Bile Beans or Charles Forde’s Bile Beans for Biliousness
Today when marketing is king no one would launch a product called Bile Beans but at least there was no doubt as to what they were and what they were supposed to do. Astonishingly, despite their chequered history which we will discuss below, they were still available to buy in the 1980s, some ninety years after their launch.
Bile Beans were first sold in Australia in 1897 as Gould’s Bile Beans by Charles Fulford and Ernest Gilbert. Attentive readers may think that the surname Fulford rang a bell – yes, he was the nephew of George Taylor Fulford who had launched Dr Williams’ Pink Pills for Pale People on to the unsuspecting world and had travelled down under to flog his uncle’s medicament. Quackery, it seems, can run in the family.

Collected data

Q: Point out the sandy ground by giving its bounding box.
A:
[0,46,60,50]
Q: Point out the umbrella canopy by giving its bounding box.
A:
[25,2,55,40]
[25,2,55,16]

### Task brief
Retype the Bile Beans passage word for word, from its title through its final sentence. Work only from the Bile Beans passage and disregard the collected data.

### Answer area
Bile Beans or Charles Forde’s Bile Beans for Biliousness
Today when marketing is king no one would launch a product called Bile Beans but at least there was no doubt as to what they were and what they were supposed to do. Astonishingly, despite their chequered history which we will discuss below, they were still available to buy in the 1980s, some ninety years after their launch.
Bile Beans were first sold in Australia in 1897 as Gould’s Bile Beans by Charles Fulford and Ernest Gilbert. Attentive readers may think that the surname Fulford rang a bell – yes, he was the nephew of George Taylor Fulford who had launched Dr Williams’ Pink Pills for Pale People on to the unsuspecting world and had travelled down under to flog his uncle’s medicament. Quackery, it seems, can run in the family.